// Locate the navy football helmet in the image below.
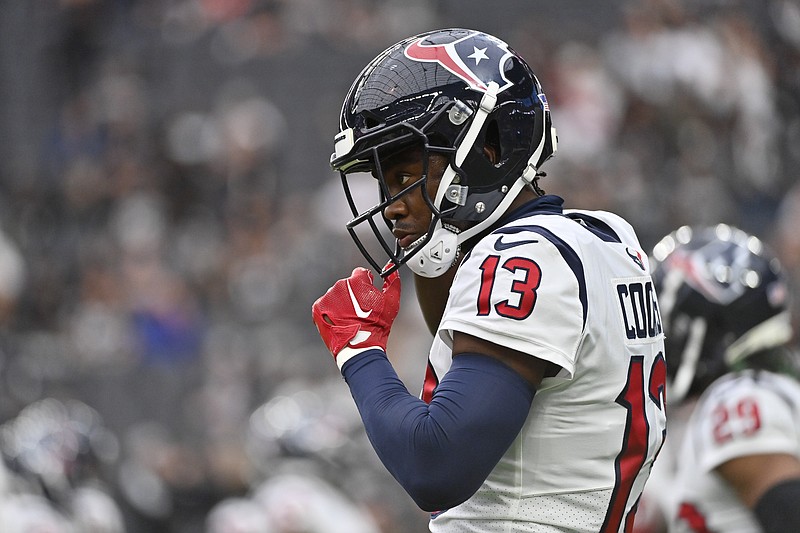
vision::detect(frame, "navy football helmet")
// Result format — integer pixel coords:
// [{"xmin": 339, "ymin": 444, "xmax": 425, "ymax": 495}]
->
[
  {"xmin": 651, "ymin": 224, "xmax": 792, "ymax": 401},
  {"xmin": 331, "ymin": 29, "xmax": 557, "ymax": 277}
]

++++

**Work to be completed:**
Reproduce every entry above verbatim, line for line, omitting the pictures.

**Final result:**
// Locate the navy football helmet in the image below.
vision::detect(frame, "navy football helmet")
// Result format — integer pixel coords:
// [{"xmin": 339, "ymin": 444, "xmax": 425, "ymax": 495}]
->
[
  {"xmin": 651, "ymin": 224, "xmax": 792, "ymax": 401},
  {"xmin": 331, "ymin": 29, "xmax": 557, "ymax": 277}
]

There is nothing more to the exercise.